* [PROVIDED DATA]:
————————

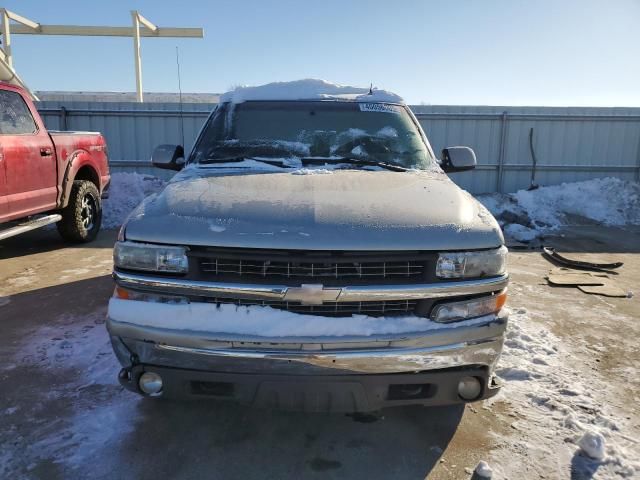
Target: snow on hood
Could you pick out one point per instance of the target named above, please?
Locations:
(345, 210)
(308, 89)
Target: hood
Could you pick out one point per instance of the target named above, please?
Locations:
(315, 210)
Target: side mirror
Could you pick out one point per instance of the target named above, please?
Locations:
(458, 159)
(169, 157)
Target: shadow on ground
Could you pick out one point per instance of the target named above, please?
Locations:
(47, 240)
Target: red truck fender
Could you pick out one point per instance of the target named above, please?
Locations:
(81, 165)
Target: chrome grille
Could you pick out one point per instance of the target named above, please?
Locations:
(307, 270)
(329, 309)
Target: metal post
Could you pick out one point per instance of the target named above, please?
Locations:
(6, 40)
(136, 54)
(501, 152)
(638, 163)
(63, 119)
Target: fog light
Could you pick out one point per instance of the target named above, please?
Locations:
(469, 388)
(150, 383)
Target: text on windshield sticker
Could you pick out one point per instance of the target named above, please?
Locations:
(379, 107)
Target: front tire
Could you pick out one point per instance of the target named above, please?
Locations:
(82, 217)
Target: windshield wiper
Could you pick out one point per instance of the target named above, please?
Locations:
(240, 158)
(394, 167)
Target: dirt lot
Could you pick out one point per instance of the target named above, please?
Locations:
(570, 366)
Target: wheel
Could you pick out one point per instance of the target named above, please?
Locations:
(82, 217)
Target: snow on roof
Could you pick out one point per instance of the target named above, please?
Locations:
(309, 89)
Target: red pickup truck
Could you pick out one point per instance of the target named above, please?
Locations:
(48, 176)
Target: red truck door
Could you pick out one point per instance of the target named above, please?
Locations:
(29, 160)
(3, 188)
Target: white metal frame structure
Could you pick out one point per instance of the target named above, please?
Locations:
(141, 27)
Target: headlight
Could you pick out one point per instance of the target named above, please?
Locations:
(152, 258)
(126, 294)
(456, 311)
(487, 263)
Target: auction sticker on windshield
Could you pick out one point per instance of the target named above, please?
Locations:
(379, 107)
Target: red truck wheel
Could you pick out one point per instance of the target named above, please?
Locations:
(82, 217)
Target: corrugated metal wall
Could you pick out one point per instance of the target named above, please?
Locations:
(571, 144)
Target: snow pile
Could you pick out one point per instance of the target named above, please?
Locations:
(483, 470)
(308, 89)
(312, 171)
(592, 443)
(265, 321)
(525, 214)
(127, 190)
(562, 413)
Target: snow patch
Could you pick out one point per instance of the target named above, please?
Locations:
(592, 443)
(76, 350)
(265, 321)
(526, 214)
(308, 89)
(126, 192)
(312, 171)
(561, 410)
(483, 470)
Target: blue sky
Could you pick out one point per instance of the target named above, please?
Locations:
(491, 52)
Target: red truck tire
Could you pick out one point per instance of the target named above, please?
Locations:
(82, 217)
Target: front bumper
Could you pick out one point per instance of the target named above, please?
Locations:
(314, 374)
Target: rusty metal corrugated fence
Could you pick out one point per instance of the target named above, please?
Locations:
(570, 144)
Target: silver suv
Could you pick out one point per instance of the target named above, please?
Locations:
(311, 254)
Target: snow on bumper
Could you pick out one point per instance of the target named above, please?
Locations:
(264, 340)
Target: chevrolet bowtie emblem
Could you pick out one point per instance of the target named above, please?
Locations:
(312, 294)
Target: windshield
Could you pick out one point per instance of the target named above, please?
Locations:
(328, 130)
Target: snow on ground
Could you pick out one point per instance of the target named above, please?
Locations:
(94, 413)
(564, 422)
(308, 89)
(525, 214)
(127, 190)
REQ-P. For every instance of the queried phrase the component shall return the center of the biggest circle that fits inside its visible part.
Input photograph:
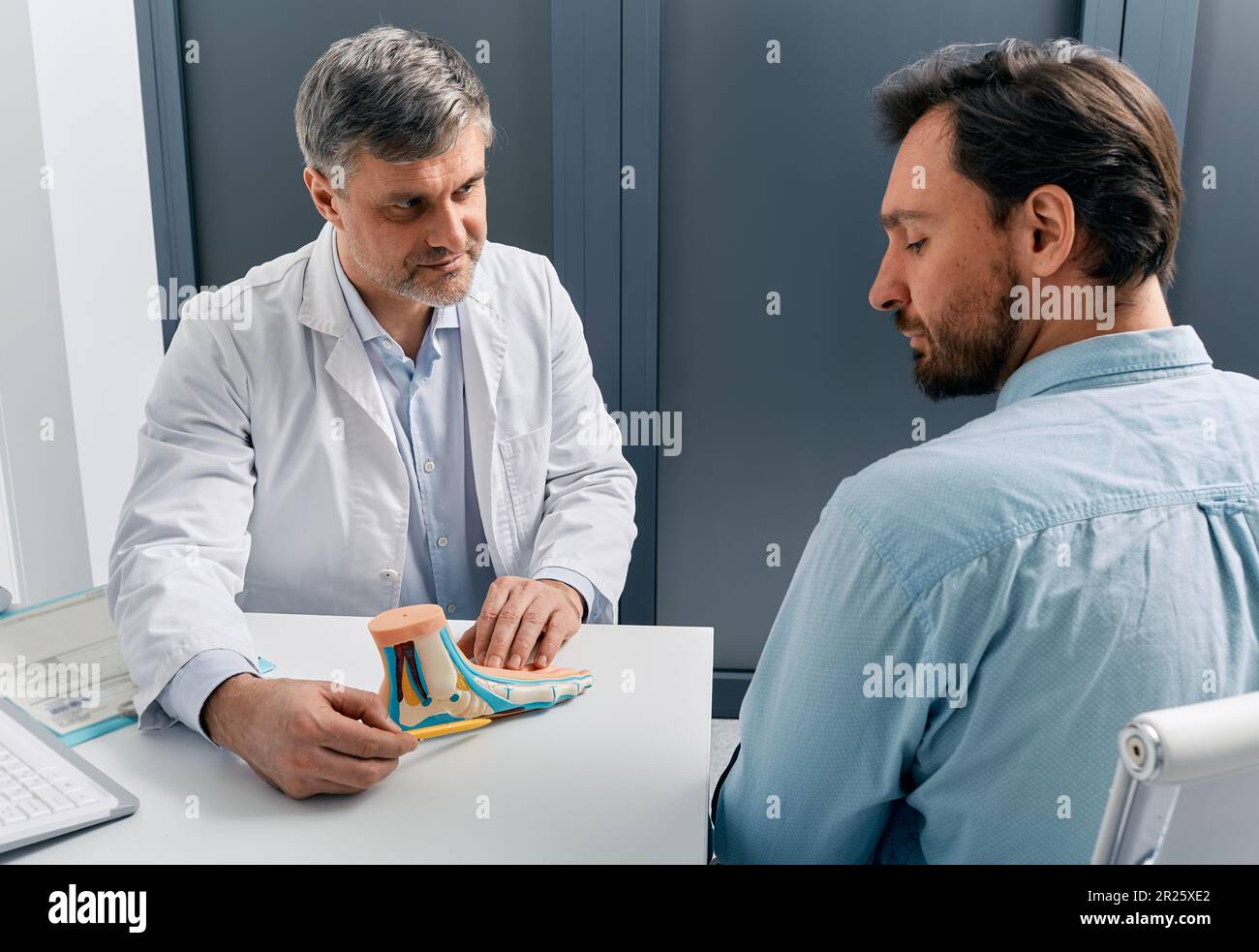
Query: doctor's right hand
(306, 737)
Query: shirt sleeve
(575, 579)
(187, 692)
(826, 757)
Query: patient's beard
(969, 342)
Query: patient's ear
(1045, 235)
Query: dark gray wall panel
(1220, 227)
(771, 180)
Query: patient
(974, 619)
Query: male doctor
(395, 414)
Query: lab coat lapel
(483, 339)
(323, 310)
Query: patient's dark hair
(1060, 113)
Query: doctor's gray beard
(415, 284)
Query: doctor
(397, 414)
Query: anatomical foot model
(429, 683)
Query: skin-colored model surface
(428, 682)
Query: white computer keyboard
(39, 788)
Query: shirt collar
(369, 327)
(1109, 359)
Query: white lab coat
(269, 478)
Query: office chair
(1184, 787)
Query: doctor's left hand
(520, 613)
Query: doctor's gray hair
(401, 95)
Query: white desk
(609, 776)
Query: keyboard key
(12, 814)
(34, 808)
(82, 796)
(53, 799)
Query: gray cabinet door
(771, 183)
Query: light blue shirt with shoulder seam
(447, 562)
(1087, 552)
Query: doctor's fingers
(520, 622)
(559, 630)
(495, 599)
(318, 770)
(363, 705)
(353, 739)
(467, 642)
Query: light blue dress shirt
(1088, 550)
(447, 561)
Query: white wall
(77, 352)
(88, 78)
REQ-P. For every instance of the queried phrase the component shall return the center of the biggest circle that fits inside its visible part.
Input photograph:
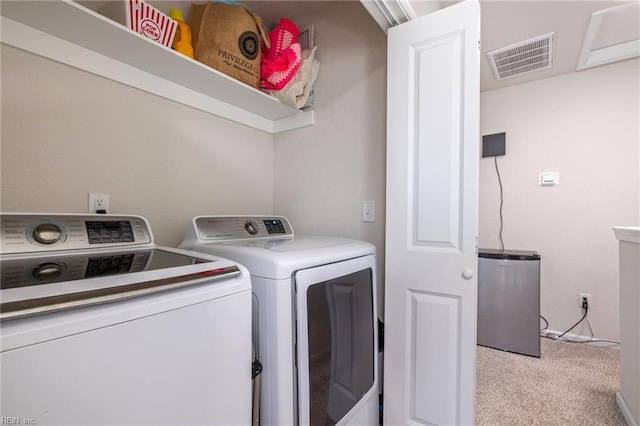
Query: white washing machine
(314, 313)
(101, 326)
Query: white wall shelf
(69, 33)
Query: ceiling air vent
(521, 58)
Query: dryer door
(336, 340)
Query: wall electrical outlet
(368, 211)
(98, 203)
(586, 296)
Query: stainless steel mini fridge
(509, 300)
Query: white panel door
(432, 216)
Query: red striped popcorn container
(143, 19)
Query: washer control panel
(25, 232)
(215, 228)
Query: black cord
(590, 340)
(495, 160)
(586, 310)
(546, 323)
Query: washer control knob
(251, 227)
(47, 272)
(47, 233)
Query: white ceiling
(502, 23)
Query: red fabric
(280, 62)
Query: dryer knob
(251, 227)
(47, 272)
(47, 233)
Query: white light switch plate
(549, 178)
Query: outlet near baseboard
(587, 296)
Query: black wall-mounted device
(493, 145)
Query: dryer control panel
(30, 233)
(218, 228)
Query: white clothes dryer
(101, 326)
(314, 317)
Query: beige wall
(585, 126)
(324, 172)
(67, 132)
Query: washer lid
(42, 283)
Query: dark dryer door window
(336, 339)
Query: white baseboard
(594, 341)
(625, 410)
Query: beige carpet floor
(570, 384)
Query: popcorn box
(143, 19)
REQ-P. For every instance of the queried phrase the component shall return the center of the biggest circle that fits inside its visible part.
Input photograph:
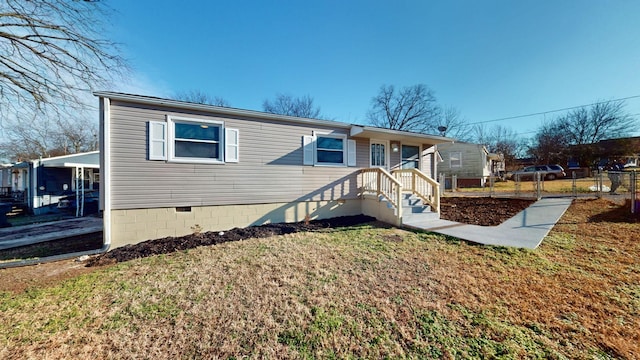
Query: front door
(379, 154)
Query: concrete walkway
(525, 230)
(32, 234)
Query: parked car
(547, 172)
(90, 206)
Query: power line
(552, 111)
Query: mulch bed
(470, 210)
(172, 244)
(484, 211)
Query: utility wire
(552, 111)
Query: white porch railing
(379, 182)
(416, 182)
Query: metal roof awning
(397, 135)
(89, 160)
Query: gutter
(148, 100)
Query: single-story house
(169, 167)
(5, 179)
(39, 184)
(472, 164)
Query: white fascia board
(140, 99)
(358, 130)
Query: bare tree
(499, 139)
(200, 97)
(292, 106)
(550, 144)
(571, 135)
(603, 120)
(52, 54)
(448, 122)
(412, 108)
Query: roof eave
(216, 109)
(375, 132)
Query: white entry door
(379, 154)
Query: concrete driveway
(16, 236)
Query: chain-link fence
(620, 186)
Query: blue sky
(488, 59)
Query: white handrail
(418, 183)
(381, 183)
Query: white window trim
(335, 136)
(459, 165)
(171, 120)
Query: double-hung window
(192, 140)
(330, 150)
(455, 159)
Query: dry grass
(553, 186)
(358, 292)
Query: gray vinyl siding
(472, 160)
(270, 167)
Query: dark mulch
(469, 210)
(171, 244)
(484, 211)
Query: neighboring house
(39, 184)
(170, 168)
(471, 163)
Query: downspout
(105, 170)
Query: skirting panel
(134, 226)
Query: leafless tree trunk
(52, 55)
(412, 108)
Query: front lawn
(359, 292)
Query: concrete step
(408, 216)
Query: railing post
(413, 182)
(399, 201)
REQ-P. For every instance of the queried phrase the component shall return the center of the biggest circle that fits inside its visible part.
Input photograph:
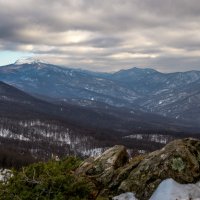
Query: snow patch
(170, 189)
(28, 61)
(125, 196)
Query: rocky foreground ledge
(115, 174)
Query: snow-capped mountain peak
(28, 61)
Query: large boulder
(113, 173)
(179, 160)
(101, 170)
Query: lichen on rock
(113, 173)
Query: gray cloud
(105, 35)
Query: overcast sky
(103, 35)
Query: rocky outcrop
(113, 174)
(170, 189)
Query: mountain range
(47, 109)
(175, 96)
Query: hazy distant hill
(175, 95)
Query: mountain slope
(141, 91)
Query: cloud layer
(105, 35)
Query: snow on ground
(93, 152)
(125, 196)
(171, 190)
(5, 174)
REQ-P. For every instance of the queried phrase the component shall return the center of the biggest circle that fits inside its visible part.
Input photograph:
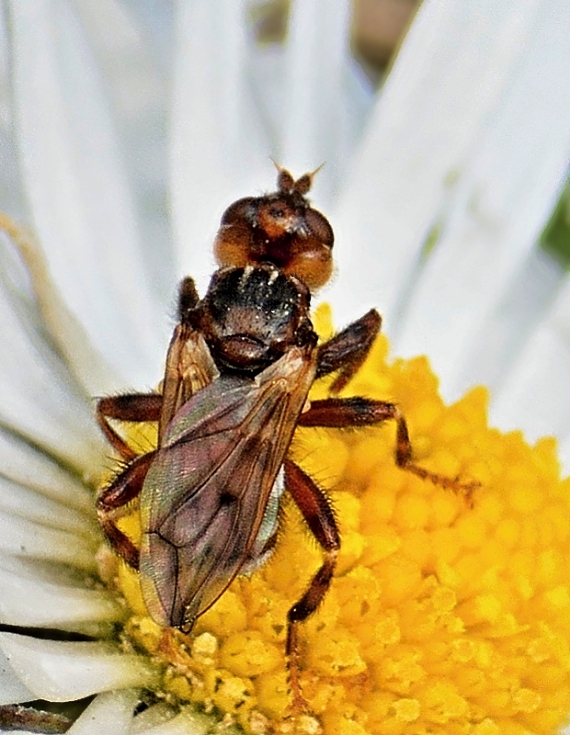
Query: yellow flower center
(443, 617)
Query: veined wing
(206, 492)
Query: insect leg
(348, 349)
(317, 512)
(352, 412)
(111, 506)
(129, 407)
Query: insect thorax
(251, 316)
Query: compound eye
(233, 240)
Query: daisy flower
(445, 615)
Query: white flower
(465, 149)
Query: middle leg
(353, 412)
(317, 512)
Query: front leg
(352, 412)
(137, 407)
(348, 349)
(112, 504)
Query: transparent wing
(206, 493)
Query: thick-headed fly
(238, 372)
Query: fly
(238, 372)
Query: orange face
(281, 229)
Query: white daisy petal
(60, 606)
(39, 398)
(78, 192)
(25, 465)
(212, 122)
(110, 712)
(11, 688)
(64, 671)
(132, 42)
(447, 81)
(317, 122)
(503, 199)
(494, 349)
(186, 723)
(24, 503)
(534, 394)
(28, 539)
(87, 365)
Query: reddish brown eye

————————

* [EXERCISE REQUIREMENTS]:
Identify each line in the entries with the word "sticker" and copy it.

* [ANSWER TO THIS TASK]:
Target: text on windshield sticker
Target: auction sticker on windshield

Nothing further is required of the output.